---------- Fragment dokumentu ----------

Co ty wiesz o porterze bałtyckim?

To mocne, wymagające i kosztowne w produkcji piwo, które niestety nie może pochwalić się tak wysoką pijalnością jak popularne jasne lagery.

Mówiąc „porter” nie sposób nie wspomnieć o innych trunkach nazywanych tak samo. Kiedy przyjdzie odwiedzić nam kraje anglosaskie i poprosić tam o portera, to zamiast mocnego, rozgrzewającego trunku dostaniemy aromatyczne i ciemne piwo, jednak o zawartości alkoholu około 5%. Brown Porter, bo u nim mowa, jest bezpośrednim potomkiem dawnego portera rodem z Anglii. Był też inspiracją dla amerykańskich piwowarów, którzy dzisiaj warzą nieco bardziej palony trunek zwany Robust Porter. Nasz z kolei to Porter Bałtycki i ze swoim dalekim angielskim krewnym nie ma już wiele wspólnego. Podobnie jak z innymi krewnymi, bo –  jak się okazuje – nie tylko porter mógł mieć wpływ na jego profil smakowy.

---------- Dostarczone informacje ----------

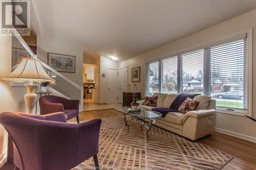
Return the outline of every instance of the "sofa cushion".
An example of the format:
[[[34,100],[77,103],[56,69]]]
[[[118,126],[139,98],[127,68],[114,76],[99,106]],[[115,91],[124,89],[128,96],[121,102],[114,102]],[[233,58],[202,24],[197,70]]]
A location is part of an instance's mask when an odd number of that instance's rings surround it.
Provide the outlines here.
[[[145,105],[140,105],[140,109],[142,109],[151,110],[153,108],[154,108],[155,107],[152,107],[152,106],[145,106]]]
[[[163,106],[165,108],[168,108],[170,107],[170,105],[174,101],[175,98],[176,98],[178,94],[168,94],[166,95],[165,99],[164,99],[164,101],[163,102]]]
[[[189,111],[196,109],[200,102],[200,101],[187,97],[185,101],[180,105],[178,110],[181,113],[185,114]]]
[[[144,105],[148,106],[157,107],[158,96],[145,96]]]
[[[199,95],[194,98],[194,100],[200,101],[196,110],[205,110],[208,108],[209,102],[211,97],[207,95]]]
[[[155,93],[153,94],[153,96],[157,96],[157,107],[162,107],[163,104],[163,102],[165,98],[167,95],[167,94],[165,93]]]
[[[168,123],[173,123],[178,125],[182,125],[184,114],[180,112],[169,112],[164,117],[158,118]]]

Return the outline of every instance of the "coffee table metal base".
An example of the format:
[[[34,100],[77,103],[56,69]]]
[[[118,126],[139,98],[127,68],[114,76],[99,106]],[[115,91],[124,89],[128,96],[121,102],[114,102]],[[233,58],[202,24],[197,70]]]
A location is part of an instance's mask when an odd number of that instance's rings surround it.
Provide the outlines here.
[[[132,122],[131,121],[133,120],[137,120],[139,122],[139,123],[140,125],[140,129],[141,129],[141,131],[143,131],[143,130],[142,129],[143,126],[144,126],[147,129],[147,139],[148,140],[150,140],[150,138],[148,136],[148,133],[150,131],[150,130],[151,129],[151,128],[152,127],[152,125],[156,122],[156,121],[154,119],[153,119],[153,118],[139,118],[139,117],[134,117],[133,116],[128,115],[128,114],[125,114],[125,113],[120,114],[119,114],[119,117],[123,118],[123,119],[124,120],[124,123],[125,123],[124,127],[127,126],[127,128],[128,128],[127,131],[127,134],[130,131],[130,127],[129,127],[129,125],[128,124],[128,123],[129,122]],[[145,121],[145,118],[149,119],[150,121],[150,123],[145,123],[145,122],[146,122],[146,121]]]

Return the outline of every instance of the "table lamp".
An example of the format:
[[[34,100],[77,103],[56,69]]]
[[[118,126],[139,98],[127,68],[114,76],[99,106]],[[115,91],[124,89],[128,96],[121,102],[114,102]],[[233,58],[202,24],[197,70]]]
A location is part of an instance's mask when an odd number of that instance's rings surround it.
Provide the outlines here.
[[[18,82],[29,82],[25,84],[27,93],[24,95],[28,111],[32,113],[36,104],[37,95],[34,93],[37,86],[33,82],[53,82],[52,79],[45,71],[41,61],[37,59],[24,58],[17,68],[3,80]]]

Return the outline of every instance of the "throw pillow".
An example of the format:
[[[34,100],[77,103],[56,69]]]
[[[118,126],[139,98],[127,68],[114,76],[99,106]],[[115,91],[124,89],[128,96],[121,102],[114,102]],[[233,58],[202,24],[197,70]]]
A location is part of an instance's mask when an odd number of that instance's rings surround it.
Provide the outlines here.
[[[178,110],[181,113],[185,114],[189,111],[196,109],[200,102],[200,101],[193,100],[187,97],[185,101],[180,105]]]
[[[148,106],[157,107],[157,95],[145,96],[144,105]]]

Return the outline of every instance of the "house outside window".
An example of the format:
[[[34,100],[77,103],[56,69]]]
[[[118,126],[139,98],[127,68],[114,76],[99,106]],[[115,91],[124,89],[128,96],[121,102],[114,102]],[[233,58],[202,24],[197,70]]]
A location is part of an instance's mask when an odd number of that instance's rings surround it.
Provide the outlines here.
[[[159,92],[210,95],[219,110],[247,114],[247,73],[251,71],[247,34],[147,64],[147,94]]]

----------

_Polecenia i wymagania_. Przepisz słowo w słowo fragment tekstu o porterze bałtyckim, zaczynając od słów „Co ty wiesz” i kontynuując aż do słów „popularne jasne lagery.”.

_Wynik ćwiczenia_.
Co ty wiesz o porterze bałtyckim?

To mocne, wymagające i kosztowne w produkcji piwo, które niestety nie może pochwalić się tak wysoką pijalnością jak popularne jasne lagery.